_Work task_: The data beneath this task is to be duplicated exactly, in its entirety.

==============================

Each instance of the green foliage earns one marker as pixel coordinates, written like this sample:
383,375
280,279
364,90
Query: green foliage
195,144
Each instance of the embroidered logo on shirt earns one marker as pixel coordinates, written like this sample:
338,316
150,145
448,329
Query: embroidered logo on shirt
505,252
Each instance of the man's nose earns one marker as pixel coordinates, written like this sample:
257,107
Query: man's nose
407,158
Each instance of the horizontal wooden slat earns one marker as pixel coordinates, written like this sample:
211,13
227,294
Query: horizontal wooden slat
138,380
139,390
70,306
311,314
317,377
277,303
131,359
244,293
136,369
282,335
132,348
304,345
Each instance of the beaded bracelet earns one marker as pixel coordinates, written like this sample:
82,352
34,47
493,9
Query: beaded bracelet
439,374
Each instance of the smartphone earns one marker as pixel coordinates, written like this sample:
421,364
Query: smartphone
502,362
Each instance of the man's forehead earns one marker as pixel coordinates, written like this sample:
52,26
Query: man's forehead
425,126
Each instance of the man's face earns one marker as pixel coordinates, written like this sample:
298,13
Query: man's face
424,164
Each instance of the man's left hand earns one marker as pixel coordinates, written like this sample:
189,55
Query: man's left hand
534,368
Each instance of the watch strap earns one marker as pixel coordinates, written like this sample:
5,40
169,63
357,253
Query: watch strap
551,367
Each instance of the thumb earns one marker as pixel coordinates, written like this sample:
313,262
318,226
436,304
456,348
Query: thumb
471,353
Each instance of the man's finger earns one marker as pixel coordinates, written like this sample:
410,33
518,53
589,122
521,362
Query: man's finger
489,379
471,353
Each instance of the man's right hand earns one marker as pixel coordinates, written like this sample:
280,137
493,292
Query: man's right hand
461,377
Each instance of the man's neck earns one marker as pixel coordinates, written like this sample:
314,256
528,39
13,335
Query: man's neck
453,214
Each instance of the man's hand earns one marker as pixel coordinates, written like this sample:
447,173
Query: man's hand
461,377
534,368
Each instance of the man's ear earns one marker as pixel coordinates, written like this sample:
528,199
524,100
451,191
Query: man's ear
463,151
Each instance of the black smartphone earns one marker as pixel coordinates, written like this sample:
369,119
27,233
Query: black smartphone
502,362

==============================

_Output for this exercise_:
Each instance of the green foliage earns one marker as pixel coordinates, written like this sample:
383,375
280,279
364,90
Query: green foliage
195,144
Each instance of the embroidered logo on shirt earns one marker as pixel coordinates, written like this sample:
338,316
150,145
448,329
Query: embroidered logo on shirt
505,252
Each instance of the man's nose earns one marker as pixel coordinates, written like this sample:
257,107
Query: man's nose
407,158
Each instance of the horizontal wooden slat earns one marker as pixel coordinates, written like this sample:
211,13
227,294
Query: horizontal wooden slat
138,380
139,390
70,306
311,314
317,377
277,303
131,359
244,293
136,369
282,335
132,348
304,345
Each instance of the beaded bracelet earns one marker as pixel coordinates, written like this sample:
82,352
34,47
493,9
Query: beaded bracelet
439,374
Each instance of the smartphone earns one marker as pixel coordinates, written like this sample:
421,364
Query: smartphone
502,362
Each instance of the man's forehead earns one marker as pixel coordinates, written like this sample:
52,26
Query: man's forehead
425,126
Each instance of the man's face earns one marker as pixel coordinates, written like this sample:
298,13
Query: man's face
424,164
Each instance of the man's left hand earns one marker as pixel coordinates, written like this sample:
189,55
Query: man's left hand
534,368
Each instance of the watch strap earns one marker as pixel coordinates, written like this sample:
5,40
169,63
357,253
Query: watch strap
551,367
Each instance of the thumb earns one marker as pixel coordinates, written like this sample:
313,262
318,226
436,304
456,348
Query: thumb
471,353
Each instance of the man's finger earns one marker as pixel coordinates, written like this sample:
410,33
518,53
589,122
521,362
Query: man's finger
489,379
471,353
Each instance of the man's right hand earns one marker as pixel coordinates, written like this sample:
280,137
493,292
Query: man's right hand
461,377
Each instance of the man's neck earns one marker as pixel coordinates, written like this sample:
314,256
528,39
13,335
Query: man's neck
453,214
Each instance of the man's hand earns one marker as pixel coordinates, written like this sample:
447,173
Query: man's hand
461,377
534,368
Each instance of the man's ear earns one marker as pixel coordinates, written like this sample:
528,199
524,100
451,191
Query: man's ear
463,151
Each instance of the black smartphone earns one marker as pixel coordinates, written like this sample:
369,119
27,233
Query: black smartphone
502,362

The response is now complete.